→ **WHAT YOU ARE ASKED TO DO**: Copy every one of the records below word for word, leaving each line unchanged.

┌────────

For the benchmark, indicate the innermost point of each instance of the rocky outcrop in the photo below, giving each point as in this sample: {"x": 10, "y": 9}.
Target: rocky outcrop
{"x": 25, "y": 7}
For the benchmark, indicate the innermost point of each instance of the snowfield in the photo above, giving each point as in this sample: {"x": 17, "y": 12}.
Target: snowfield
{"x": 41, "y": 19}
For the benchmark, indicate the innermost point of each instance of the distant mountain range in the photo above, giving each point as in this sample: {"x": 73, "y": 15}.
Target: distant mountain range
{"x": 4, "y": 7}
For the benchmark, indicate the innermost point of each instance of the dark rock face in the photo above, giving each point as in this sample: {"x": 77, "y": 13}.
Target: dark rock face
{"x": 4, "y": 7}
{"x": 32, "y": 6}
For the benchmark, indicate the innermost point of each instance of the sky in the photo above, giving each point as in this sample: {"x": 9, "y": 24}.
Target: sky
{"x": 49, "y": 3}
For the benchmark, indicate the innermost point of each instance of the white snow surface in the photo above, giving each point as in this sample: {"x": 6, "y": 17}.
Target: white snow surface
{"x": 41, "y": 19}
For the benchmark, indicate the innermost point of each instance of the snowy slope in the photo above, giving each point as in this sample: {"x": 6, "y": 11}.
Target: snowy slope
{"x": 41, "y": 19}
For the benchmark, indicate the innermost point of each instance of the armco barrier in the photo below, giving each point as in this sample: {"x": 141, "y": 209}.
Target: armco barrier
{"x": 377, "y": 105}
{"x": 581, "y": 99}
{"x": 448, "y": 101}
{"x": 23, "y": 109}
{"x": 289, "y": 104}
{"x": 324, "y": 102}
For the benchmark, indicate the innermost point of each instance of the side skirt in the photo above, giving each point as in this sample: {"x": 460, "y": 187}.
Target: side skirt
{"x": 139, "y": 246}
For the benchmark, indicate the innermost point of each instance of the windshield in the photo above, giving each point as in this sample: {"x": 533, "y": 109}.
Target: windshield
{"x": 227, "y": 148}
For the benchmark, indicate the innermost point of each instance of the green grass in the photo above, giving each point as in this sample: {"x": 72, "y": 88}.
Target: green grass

└────────

→ **OUTPUT OF THE EXERCISE**:
For the benchmark, indicate the innermost point of each instance of the rocky outcrop in the photo below, giving each point as in this sample: {"x": 10, "y": 9}.
Target: rocky outcrop
{"x": 25, "y": 7}
For the benchmark, indicate the innermost point of each instance of the snowfield in the photo above, giving each point as in this sample: {"x": 17, "y": 12}.
Target: snowfield
{"x": 41, "y": 19}
For the benchmark, indicate the innermost point of each instance of the distant mountain range in the photo above, giving each point as in this sample: {"x": 73, "y": 15}.
Target: distant mountain range
{"x": 4, "y": 7}
For the benchmark, indicate the innermost point of each instance of the dark rock face in the photo above, giving each point as in this sample: {"x": 77, "y": 13}.
Target: dark rock face
{"x": 4, "y": 7}
{"x": 32, "y": 6}
For the benchmark, indicate the innermost point of each instance of the sky in the photo above, giving each point as in this sample: {"x": 9, "y": 24}.
Target: sky
{"x": 49, "y": 3}
For the benchmark, indicate the innermost point of each instance of the white snow surface in the photo above, giving each point as in this sample: {"x": 6, "y": 17}.
Target: white snow surface
{"x": 41, "y": 19}
For the benchmark, indicate the innermost point of each instance of the snowy slope in the photo above, giving each point as in this sample: {"x": 6, "y": 11}.
Target: snowy slope
{"x": 41, "y": 19}
For the benchmark, indicate the innermost point of each instance of the armco barrier in the photo below, giving each point as in this sample: {"x": 141, "y": 209}.
Target: armco barrier
{"x": 377, "y": 105}
{"x": 581, "y": 99}
{"x": 448, "y": 101}
{"x": 23, "y": 109}
{"x": 289, "y": 104}
{"x": 324, "y": 102}
For the benchmark, indicate the innermost point of each instance of the side skirt in the photo above, giving each point as in this sample: {"x": 460, "y": 187}.
Target: side skirt
{"x": 139, "y": 246}
For the benchmark, indicate the innermost point of each instance of the windshield in the photo above, giving each point as in this sample: {"x": 533, "y": 109}.
Target: windshield
{"x": 227, "y": 148}
For the benchmark, indicate the innermost point of each instance of the green grass in the photo above, giving each point as in this sample: {"x": 72, "y": 88}.
Target: green grass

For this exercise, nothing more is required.